**Referring expression pointing data**:
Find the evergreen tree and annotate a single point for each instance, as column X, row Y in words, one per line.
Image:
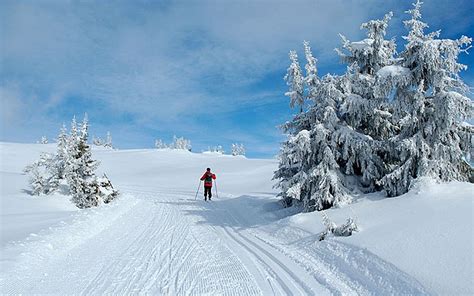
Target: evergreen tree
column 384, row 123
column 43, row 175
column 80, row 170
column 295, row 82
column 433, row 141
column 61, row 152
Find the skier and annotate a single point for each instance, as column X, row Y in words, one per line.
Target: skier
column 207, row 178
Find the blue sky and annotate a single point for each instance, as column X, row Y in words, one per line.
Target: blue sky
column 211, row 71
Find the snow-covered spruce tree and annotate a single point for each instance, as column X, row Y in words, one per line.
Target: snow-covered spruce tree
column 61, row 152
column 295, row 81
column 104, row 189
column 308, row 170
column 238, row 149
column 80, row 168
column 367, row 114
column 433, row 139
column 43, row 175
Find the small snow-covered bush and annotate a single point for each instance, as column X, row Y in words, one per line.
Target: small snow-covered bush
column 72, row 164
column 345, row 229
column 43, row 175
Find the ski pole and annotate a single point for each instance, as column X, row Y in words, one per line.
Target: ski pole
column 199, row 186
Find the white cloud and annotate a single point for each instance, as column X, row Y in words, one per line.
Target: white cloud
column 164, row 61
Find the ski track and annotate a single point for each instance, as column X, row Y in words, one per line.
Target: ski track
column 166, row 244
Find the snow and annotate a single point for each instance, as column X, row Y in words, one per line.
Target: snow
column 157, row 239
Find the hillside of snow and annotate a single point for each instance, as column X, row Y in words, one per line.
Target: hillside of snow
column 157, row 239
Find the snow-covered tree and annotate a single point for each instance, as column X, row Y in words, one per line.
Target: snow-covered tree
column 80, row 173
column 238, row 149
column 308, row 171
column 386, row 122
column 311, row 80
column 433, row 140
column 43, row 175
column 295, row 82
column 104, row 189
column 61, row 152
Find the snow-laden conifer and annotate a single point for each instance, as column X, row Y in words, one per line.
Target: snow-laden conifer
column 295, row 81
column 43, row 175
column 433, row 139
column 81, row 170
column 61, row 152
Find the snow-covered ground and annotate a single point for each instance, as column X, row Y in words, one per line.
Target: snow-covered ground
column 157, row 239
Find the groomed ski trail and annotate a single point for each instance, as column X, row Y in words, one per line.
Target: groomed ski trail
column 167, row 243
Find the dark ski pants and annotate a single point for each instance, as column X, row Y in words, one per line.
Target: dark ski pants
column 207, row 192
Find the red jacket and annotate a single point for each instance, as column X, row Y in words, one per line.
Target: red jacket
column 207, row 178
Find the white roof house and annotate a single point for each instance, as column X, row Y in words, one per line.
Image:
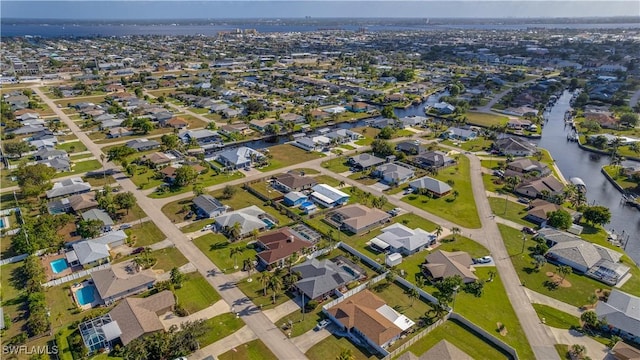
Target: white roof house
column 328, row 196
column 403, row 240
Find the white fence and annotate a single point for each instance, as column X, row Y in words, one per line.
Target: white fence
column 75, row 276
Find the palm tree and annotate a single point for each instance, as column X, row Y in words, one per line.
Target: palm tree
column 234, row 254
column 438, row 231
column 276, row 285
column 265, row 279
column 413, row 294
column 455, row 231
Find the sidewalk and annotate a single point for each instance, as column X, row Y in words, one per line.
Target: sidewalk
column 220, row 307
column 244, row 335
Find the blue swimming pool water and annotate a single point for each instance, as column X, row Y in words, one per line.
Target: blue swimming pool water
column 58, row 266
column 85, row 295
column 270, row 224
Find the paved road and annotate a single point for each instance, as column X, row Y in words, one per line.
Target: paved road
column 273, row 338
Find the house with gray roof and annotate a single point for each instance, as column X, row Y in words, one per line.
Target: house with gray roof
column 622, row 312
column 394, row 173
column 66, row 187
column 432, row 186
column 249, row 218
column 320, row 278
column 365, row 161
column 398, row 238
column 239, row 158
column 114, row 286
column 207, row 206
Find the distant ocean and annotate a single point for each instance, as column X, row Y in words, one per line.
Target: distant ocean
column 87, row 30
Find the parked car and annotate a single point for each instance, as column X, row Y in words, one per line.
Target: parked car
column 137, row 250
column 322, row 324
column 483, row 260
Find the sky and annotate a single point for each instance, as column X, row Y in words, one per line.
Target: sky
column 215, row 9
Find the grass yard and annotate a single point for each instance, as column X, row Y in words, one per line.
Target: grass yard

**EXERCISE OBJECTIVE**:
Within the records above, how many lines include the word "grass"? State the number by itself.

**RESULT OF THIS EXERCISE**:
2